**EXERCISE DETAILS**
Extract the lines of the records below without any change, from the line with "sky using the picture above." up to and including the line with "(749, 1143)".

== RECORDED INFORMATION ==

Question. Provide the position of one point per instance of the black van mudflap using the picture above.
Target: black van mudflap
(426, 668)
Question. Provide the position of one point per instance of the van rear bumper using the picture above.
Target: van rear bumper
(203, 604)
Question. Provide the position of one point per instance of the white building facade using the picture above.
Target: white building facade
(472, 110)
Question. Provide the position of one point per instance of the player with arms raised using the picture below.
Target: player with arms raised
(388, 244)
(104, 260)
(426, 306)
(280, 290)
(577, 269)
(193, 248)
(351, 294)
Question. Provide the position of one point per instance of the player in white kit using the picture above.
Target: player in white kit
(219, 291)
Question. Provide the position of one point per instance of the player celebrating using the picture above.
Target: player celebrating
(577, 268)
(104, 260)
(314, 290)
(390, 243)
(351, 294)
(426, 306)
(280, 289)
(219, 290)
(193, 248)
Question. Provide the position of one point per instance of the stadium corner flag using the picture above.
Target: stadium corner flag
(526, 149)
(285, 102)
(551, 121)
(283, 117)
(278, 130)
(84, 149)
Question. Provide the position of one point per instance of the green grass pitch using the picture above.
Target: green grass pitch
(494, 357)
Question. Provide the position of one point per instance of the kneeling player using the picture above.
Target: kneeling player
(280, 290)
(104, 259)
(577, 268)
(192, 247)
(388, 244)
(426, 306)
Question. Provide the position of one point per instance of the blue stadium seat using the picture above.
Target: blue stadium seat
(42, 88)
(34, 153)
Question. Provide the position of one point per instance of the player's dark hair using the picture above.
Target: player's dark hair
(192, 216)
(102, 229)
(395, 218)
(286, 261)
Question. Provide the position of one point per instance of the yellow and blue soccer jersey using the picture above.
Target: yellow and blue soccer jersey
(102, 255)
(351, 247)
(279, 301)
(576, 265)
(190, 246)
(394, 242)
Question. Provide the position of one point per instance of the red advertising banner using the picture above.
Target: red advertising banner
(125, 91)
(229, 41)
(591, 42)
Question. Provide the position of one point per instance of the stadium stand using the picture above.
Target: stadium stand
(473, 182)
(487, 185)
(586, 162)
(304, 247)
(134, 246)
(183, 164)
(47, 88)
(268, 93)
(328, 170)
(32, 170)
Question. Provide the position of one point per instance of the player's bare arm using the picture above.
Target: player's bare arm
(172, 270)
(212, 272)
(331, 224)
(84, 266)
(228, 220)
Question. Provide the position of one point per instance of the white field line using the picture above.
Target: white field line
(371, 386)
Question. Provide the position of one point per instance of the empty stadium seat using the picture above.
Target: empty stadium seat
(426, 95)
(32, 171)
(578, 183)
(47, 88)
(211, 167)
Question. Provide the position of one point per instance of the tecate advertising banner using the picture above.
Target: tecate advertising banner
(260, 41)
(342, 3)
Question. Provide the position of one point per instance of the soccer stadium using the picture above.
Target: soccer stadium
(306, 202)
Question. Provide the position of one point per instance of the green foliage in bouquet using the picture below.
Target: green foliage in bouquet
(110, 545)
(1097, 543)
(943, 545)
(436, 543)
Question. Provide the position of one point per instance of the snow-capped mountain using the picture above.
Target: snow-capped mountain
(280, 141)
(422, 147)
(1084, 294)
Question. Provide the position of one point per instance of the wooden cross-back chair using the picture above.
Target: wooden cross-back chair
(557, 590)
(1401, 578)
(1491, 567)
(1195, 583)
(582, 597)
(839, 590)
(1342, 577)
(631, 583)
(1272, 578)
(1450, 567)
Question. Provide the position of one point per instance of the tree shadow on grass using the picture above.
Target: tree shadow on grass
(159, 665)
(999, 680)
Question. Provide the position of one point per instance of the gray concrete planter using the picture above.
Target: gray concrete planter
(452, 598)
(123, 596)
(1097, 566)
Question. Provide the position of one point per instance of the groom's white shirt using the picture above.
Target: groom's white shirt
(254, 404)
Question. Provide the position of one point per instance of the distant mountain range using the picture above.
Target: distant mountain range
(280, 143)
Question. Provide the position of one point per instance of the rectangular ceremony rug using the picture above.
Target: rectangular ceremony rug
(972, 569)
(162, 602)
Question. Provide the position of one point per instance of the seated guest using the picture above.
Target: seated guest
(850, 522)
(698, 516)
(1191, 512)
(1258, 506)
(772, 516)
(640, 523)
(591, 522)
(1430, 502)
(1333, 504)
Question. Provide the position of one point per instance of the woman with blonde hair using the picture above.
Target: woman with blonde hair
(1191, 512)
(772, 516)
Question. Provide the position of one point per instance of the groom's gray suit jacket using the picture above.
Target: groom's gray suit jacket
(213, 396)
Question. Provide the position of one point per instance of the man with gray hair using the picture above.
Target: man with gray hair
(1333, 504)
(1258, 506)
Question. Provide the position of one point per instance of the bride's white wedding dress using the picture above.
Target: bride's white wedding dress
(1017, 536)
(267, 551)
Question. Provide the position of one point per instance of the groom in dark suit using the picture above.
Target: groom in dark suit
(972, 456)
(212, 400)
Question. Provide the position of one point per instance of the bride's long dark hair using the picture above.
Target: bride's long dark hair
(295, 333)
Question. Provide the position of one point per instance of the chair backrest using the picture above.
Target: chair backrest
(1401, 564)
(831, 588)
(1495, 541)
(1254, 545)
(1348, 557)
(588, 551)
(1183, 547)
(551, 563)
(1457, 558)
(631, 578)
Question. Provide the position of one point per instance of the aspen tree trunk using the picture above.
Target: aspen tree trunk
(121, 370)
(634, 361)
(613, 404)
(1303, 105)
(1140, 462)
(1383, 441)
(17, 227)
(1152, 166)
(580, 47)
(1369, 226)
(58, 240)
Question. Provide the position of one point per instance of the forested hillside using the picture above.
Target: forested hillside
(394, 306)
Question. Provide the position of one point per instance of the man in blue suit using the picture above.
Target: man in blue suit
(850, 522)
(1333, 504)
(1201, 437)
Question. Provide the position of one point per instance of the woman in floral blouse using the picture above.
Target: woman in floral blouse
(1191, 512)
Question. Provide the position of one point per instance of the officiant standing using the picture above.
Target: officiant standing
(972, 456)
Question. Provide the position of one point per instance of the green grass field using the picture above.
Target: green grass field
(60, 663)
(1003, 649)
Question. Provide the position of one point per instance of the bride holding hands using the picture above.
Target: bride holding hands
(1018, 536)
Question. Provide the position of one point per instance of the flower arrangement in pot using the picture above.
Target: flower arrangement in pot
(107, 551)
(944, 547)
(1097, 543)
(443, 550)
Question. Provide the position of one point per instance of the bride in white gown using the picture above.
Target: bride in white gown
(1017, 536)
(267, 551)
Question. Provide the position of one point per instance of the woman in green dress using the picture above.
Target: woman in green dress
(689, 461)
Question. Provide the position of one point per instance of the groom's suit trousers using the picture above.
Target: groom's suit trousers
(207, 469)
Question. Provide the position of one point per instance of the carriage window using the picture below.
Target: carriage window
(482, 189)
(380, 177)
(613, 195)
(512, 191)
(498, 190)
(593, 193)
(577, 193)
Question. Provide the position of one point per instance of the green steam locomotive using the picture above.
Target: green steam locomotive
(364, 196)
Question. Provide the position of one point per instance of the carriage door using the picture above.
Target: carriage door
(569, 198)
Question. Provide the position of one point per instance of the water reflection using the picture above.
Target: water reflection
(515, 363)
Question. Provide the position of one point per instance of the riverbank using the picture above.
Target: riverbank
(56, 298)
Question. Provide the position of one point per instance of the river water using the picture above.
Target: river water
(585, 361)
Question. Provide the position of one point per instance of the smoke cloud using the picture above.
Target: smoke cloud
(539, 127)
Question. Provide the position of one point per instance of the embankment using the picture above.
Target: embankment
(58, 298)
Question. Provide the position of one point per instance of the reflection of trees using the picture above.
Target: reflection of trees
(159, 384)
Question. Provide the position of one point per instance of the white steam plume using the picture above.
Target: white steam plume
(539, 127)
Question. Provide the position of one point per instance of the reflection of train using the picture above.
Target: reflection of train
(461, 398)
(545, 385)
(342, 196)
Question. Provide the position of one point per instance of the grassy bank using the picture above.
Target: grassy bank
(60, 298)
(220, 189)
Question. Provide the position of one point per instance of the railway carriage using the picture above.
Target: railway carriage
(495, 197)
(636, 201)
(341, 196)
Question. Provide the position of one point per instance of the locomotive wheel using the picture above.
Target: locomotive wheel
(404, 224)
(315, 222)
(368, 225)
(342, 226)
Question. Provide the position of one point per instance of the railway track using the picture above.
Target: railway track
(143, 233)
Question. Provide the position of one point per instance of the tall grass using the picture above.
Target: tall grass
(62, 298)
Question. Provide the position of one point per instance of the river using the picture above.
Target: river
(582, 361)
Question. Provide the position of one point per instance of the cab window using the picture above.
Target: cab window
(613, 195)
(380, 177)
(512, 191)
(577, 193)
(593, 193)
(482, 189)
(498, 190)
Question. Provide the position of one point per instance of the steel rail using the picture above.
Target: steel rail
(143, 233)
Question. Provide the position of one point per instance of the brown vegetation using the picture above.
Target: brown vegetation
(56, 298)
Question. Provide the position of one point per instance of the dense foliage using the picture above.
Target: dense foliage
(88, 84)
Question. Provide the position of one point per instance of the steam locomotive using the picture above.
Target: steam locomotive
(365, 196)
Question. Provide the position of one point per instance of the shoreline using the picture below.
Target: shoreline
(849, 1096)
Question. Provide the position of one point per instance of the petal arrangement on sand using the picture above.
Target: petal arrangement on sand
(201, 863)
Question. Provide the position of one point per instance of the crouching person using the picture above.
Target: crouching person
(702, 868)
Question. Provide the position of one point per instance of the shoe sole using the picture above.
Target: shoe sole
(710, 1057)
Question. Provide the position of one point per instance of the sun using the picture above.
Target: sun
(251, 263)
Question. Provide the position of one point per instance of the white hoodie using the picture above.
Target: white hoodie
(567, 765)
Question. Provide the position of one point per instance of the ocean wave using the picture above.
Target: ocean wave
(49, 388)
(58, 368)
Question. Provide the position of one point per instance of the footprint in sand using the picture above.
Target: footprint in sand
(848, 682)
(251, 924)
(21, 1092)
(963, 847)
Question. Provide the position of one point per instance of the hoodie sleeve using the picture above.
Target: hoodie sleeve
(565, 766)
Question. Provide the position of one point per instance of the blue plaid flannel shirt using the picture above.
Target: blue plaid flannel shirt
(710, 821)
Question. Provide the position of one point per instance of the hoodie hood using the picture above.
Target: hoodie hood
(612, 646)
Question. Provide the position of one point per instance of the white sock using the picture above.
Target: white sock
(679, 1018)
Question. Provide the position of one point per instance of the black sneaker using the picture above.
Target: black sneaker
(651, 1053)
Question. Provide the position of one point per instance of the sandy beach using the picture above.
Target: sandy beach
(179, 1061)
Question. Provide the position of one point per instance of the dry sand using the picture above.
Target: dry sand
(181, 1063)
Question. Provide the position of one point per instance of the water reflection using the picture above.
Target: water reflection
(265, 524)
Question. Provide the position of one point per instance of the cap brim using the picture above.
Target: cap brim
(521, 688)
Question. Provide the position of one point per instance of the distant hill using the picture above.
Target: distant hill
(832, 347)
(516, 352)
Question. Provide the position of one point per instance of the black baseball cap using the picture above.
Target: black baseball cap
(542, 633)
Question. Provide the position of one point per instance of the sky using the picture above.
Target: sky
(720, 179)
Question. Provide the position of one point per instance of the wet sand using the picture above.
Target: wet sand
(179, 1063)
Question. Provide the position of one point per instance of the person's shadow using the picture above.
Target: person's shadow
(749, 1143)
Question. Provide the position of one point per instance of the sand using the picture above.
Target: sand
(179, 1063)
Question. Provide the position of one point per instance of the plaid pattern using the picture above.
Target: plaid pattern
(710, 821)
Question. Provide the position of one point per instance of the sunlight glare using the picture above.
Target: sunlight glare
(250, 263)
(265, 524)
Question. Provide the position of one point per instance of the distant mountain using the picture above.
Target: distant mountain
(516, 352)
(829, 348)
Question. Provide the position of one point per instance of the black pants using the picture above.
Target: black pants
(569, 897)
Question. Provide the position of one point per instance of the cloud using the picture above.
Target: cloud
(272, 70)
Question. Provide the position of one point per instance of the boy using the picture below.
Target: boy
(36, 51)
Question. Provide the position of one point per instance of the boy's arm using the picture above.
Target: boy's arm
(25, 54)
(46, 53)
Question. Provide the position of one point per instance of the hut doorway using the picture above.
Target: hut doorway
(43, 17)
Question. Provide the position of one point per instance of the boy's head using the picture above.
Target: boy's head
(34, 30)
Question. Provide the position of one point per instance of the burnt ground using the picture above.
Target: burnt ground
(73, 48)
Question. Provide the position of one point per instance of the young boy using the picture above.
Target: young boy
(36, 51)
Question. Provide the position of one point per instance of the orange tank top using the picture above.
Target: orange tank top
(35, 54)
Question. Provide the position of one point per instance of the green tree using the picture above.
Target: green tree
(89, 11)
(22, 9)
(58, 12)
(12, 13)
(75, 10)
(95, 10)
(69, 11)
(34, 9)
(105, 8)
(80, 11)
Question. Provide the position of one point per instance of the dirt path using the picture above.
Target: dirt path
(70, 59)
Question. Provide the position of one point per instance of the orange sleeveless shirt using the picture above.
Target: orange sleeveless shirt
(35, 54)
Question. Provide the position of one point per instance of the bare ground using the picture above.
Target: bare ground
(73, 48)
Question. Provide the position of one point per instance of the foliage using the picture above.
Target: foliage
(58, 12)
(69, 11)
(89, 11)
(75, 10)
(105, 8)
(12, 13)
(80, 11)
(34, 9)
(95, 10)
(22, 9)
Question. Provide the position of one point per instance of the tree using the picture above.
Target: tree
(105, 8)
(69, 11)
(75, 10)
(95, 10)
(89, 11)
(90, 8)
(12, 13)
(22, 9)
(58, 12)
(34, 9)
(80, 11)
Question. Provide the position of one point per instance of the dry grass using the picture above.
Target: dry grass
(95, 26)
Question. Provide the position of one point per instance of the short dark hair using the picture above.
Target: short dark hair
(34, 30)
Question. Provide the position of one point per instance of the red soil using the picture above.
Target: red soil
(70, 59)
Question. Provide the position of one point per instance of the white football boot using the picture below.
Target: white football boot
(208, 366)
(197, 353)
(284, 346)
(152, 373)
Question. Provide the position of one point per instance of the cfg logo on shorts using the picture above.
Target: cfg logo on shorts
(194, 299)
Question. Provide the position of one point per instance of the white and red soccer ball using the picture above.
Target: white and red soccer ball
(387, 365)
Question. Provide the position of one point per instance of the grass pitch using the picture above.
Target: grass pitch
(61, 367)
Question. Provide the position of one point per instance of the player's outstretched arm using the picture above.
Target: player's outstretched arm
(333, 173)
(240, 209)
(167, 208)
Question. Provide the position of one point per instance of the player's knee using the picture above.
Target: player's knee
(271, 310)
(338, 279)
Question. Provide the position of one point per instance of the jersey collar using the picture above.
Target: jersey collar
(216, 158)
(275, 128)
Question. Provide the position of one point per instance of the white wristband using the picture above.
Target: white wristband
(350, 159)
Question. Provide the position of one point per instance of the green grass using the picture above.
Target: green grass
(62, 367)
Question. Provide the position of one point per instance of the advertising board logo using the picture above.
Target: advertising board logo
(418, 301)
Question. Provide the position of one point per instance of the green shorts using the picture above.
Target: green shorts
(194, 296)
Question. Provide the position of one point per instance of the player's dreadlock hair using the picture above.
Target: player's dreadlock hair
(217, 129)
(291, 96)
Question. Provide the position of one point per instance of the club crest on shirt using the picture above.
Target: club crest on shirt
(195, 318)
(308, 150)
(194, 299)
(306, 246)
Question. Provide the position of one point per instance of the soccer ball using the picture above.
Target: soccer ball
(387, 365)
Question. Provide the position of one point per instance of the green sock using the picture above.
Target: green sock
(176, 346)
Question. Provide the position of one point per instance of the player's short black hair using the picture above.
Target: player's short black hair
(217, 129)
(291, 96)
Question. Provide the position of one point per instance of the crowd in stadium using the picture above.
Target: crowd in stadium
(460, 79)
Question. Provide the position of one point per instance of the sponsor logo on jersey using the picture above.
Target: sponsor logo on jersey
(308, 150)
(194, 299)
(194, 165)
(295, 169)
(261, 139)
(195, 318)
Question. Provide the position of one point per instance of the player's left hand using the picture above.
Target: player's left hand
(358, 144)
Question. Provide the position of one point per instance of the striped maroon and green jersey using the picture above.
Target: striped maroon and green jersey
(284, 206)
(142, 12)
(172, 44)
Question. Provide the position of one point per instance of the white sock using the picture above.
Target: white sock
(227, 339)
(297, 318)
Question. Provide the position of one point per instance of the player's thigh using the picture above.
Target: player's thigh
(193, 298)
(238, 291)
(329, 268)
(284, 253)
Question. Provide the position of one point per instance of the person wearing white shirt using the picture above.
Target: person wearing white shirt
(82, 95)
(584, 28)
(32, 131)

===

**EXERCISE RESULT**
Question. Provide the position of one point per instance of the sky using the picture above.
Target: sky
(720, 179)
Question. Provide the position of one point per instance of the wet sand using the picture above.
Target: wet sand
(179, 1063)
Question. Provide the position of one point per instance of the person's shadow using the picture above.
Target: person's shadow
(749, 1143)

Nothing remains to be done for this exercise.